# [SECÇÃO DE TEXTO]

┏━━

Enquanto planeia pedir ao Tribunal de Haia para formular um parecer consultivo sobre o tipo de leis que deve ser posto em prática para proteger países especialmente susceptíveis à crise climática e os seus cidadãos, Vanuatu conseguiu obter o apoio de 1500 organizações da sociedade civil de mais de 130 países. Associações como a 350.org, a Greenpeace Australia Pacific, a Oxfam in the Pacific, a Pacific Islands Climate Action Network e a Vanuatu Climate Action Network, por exemplo, celebraram, na última semana, a criação de uma aliança que apoia a iniciativa daquela nação insular — que, por ser uma nação em desenvolvimento e estar isolada em termos geográficos, está muito exposta aos efeitos da subida do nível do mar.

┗━━

# [OBJETIVO DECLARADO 1]
Reescreva em forma de lista o parágrafo da secção de texto que começa por «Enquanto planeia pedir», conservando os factos principais.
# [OBJETIVO DECLARADO 2]
Responda, com base na secção de texto, às seguintes perguntas:
(a) A que tribunal Vanuatu planeia pedir um parecer consultivo?
(b) Quantas organizações da sociedade civil apoiam a iniciativa, e de quantos países provêm?
(c) A que efeitos está Vanuatu muito exposta?
# [OBJETIVO DECLARADO 3]
Prossiga a secção de texto sobre a iniciativa climática de Vanuatu, escrevendo a parte que se segue ao ponto em que termina.
Os dados apresentados adiante não são necessários.

# [DADOS LISTADOS]
┏━━

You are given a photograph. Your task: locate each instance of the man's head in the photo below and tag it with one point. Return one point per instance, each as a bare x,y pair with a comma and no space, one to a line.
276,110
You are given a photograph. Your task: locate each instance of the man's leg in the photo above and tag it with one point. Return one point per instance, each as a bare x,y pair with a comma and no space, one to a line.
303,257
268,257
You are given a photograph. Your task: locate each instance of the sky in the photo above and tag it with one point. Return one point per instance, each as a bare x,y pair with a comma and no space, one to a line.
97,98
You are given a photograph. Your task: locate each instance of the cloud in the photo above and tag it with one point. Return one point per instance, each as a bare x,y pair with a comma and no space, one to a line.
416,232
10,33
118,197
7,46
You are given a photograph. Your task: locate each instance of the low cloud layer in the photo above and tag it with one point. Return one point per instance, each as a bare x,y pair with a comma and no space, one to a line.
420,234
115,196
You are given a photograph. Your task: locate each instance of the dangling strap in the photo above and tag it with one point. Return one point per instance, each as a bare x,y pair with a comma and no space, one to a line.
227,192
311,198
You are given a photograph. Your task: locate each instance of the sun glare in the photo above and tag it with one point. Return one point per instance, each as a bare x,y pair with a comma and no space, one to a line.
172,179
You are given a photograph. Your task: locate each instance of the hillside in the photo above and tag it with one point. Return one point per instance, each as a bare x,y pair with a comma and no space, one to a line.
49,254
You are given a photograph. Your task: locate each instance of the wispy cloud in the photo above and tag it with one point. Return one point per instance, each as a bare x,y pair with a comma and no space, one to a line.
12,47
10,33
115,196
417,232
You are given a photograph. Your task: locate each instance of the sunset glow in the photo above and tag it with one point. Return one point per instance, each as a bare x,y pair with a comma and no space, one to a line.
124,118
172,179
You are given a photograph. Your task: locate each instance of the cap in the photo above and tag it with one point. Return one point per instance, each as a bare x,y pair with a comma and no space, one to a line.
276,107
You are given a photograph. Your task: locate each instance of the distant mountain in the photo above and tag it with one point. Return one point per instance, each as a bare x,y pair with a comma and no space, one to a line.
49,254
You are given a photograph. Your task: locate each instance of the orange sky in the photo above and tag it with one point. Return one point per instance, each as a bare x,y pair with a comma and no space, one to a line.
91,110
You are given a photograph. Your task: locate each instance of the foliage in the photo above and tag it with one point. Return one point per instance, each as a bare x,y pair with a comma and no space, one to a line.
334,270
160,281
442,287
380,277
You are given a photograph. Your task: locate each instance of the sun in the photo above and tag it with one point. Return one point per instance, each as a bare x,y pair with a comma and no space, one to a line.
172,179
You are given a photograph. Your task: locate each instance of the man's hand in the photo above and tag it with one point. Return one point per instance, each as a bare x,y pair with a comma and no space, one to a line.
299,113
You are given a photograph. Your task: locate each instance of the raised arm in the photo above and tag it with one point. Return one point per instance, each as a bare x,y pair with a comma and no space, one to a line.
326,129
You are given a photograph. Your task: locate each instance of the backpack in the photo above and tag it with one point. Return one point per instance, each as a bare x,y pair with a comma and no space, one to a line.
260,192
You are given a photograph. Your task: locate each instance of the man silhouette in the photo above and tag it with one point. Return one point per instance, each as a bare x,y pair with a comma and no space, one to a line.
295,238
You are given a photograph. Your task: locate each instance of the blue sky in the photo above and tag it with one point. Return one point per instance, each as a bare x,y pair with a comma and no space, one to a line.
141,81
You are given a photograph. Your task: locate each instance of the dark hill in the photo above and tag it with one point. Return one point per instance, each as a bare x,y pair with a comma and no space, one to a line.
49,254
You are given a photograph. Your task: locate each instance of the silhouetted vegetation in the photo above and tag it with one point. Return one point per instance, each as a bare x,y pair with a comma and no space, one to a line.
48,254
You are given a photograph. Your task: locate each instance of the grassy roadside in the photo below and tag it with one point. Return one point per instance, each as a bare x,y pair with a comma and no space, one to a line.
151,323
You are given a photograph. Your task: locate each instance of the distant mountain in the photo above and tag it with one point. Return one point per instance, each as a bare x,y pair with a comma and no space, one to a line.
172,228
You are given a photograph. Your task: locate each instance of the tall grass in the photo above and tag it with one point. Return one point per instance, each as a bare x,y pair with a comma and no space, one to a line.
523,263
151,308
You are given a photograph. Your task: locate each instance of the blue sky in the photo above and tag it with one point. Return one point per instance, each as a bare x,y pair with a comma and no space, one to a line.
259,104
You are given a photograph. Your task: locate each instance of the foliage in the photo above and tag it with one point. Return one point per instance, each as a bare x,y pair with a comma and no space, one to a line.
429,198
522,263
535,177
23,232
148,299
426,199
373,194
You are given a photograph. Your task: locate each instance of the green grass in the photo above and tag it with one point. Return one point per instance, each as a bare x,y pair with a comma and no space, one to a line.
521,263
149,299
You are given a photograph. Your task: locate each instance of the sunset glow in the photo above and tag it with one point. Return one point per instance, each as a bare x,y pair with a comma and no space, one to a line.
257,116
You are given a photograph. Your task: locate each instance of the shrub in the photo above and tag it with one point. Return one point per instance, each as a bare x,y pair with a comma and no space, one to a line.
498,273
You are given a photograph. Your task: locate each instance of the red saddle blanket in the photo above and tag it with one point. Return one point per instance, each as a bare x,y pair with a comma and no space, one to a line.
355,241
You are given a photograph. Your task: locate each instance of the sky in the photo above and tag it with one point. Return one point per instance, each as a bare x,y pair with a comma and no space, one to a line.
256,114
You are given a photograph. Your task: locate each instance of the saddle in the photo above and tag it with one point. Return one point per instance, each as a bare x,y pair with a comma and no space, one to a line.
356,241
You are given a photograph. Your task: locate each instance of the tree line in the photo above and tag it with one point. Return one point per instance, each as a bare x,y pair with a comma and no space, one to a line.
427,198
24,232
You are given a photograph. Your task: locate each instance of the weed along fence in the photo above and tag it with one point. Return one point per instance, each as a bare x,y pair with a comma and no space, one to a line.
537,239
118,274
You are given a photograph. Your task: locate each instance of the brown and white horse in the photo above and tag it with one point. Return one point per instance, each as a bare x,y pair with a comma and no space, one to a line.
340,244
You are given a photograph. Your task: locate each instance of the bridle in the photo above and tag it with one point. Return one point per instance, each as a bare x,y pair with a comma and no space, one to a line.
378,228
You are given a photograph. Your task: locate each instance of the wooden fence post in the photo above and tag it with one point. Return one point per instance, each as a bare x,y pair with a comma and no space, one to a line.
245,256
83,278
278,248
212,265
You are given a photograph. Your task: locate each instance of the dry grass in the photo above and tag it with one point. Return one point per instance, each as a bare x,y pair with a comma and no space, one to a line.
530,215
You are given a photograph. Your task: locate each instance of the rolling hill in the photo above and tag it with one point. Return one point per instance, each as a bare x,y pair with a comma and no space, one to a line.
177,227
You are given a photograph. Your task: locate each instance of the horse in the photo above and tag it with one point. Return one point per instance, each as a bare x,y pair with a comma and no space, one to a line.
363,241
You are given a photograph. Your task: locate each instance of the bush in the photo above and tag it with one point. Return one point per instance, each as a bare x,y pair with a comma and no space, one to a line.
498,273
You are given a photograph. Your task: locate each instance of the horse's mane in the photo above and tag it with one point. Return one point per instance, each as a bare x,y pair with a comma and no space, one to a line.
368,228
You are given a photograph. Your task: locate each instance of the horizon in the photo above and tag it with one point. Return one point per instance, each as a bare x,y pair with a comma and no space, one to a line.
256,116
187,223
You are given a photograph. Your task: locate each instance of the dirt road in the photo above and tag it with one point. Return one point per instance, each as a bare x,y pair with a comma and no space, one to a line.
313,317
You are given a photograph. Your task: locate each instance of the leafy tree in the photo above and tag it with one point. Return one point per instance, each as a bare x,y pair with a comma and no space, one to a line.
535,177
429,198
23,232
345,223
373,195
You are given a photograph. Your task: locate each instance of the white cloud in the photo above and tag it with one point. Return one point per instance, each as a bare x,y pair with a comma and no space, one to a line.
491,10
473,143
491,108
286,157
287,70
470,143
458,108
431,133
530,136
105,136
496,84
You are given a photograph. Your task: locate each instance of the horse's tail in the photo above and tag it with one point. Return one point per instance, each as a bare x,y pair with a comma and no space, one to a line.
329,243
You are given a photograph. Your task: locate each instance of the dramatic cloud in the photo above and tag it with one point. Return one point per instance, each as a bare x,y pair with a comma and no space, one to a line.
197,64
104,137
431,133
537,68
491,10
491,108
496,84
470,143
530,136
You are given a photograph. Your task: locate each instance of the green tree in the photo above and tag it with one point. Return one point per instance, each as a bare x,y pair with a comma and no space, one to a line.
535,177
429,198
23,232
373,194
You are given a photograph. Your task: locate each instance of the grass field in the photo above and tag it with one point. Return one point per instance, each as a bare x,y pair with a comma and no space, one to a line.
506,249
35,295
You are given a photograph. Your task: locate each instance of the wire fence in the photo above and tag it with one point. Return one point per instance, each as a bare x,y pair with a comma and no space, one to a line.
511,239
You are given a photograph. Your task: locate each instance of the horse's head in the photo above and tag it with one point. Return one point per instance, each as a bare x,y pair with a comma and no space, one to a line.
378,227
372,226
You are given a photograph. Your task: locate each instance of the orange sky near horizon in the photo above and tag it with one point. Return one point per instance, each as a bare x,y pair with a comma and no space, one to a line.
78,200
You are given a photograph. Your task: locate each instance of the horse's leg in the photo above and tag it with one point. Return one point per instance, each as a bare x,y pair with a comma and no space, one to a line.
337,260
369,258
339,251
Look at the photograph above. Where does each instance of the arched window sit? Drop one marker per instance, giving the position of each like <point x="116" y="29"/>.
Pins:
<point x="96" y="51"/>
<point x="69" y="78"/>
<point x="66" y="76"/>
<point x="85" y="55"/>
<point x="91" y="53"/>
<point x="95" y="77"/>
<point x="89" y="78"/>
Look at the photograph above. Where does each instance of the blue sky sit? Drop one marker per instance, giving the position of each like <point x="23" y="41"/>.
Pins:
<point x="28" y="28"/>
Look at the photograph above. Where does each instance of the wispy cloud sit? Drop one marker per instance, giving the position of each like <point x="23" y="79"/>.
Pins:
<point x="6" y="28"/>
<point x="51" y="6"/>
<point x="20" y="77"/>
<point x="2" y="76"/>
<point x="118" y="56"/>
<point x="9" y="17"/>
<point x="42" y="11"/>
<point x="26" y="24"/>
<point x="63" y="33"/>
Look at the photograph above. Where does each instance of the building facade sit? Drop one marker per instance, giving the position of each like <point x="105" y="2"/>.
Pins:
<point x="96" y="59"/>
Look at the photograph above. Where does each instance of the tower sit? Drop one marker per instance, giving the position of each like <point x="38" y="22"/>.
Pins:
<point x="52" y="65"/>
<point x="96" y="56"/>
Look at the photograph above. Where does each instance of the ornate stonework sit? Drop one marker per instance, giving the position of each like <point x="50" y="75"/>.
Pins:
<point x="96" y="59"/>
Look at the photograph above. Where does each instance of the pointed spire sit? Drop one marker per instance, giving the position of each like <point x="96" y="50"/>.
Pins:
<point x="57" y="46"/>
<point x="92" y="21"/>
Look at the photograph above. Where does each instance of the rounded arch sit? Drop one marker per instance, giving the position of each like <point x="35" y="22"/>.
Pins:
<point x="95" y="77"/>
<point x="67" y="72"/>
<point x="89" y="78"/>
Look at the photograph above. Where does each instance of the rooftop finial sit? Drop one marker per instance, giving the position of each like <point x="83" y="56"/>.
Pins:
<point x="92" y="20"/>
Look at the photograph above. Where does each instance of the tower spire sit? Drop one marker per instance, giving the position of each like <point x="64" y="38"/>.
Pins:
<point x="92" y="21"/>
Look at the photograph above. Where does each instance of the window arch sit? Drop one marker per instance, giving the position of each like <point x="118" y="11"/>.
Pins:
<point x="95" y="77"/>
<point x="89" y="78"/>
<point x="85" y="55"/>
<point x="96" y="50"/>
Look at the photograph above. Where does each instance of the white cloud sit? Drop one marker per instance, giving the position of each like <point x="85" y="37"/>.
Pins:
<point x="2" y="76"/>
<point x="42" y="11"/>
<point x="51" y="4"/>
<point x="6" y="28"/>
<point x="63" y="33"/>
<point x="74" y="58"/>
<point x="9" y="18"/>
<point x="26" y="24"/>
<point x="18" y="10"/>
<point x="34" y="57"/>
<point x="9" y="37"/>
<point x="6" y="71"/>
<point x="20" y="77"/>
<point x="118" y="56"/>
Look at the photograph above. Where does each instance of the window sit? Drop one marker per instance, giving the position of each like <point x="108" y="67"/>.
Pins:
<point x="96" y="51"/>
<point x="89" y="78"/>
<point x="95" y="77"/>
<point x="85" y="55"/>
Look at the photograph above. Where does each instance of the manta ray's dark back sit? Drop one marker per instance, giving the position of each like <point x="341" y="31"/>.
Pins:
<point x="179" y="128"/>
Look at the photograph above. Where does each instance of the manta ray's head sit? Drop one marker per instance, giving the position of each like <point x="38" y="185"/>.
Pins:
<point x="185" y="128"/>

┗━━

# [RESULTADO FINAL 1]
- Vanuatu planeia pedir ao Tribunal de Haia um parecer consultivo sobre as leis a pôr em prática para proteger os países especialmente susceptíveis à crise climática e os seus cidadãos.
- A iniciativa obteve o apoio de 1500 organizações da sociedade civil de mais de 130 países.
- Associações como a 350.org, a Greenpeace Australia Pacific, a Oxfam in the Pacific, a Pacific Islands Climate Action Network e a Vanuatu Climate Action Network celebraram, na última semana, a criação de uma aliança de apoio à iniciativa.
- Por ser uma nação em desenvolvimento e geograficamente isolada, Vanuatu está muito exposta aos efeitos da subida do nível do mar.

# [RESULTADO FINAL 2]
(a) Ao Tribunal de Haia.
(b) 1500 organizações, de mais de 130 países.
(c) Aos efeitos da subida do nível do mar.

# [RESULTADO FINAL 3]
Foi no segundo semestre de 2021 que Vanuatu anunciou pela primeira vez a intenção de pedir ao Tribunal de Haia, o principal órgão judicial da Organização das Nações Unidas (ONU), para emitir um parecer consultivo (que não tem carácter vinculativo) sobre os direitos que podem ser criados para proteger comunidades desfavorecidas das alterações climáticas e, similarmente, as leis que devem ser desenvolvidas para os países estarem obrigados a evitar que as suas emissões de gases com efeito de estufa prejudiquem outras nações.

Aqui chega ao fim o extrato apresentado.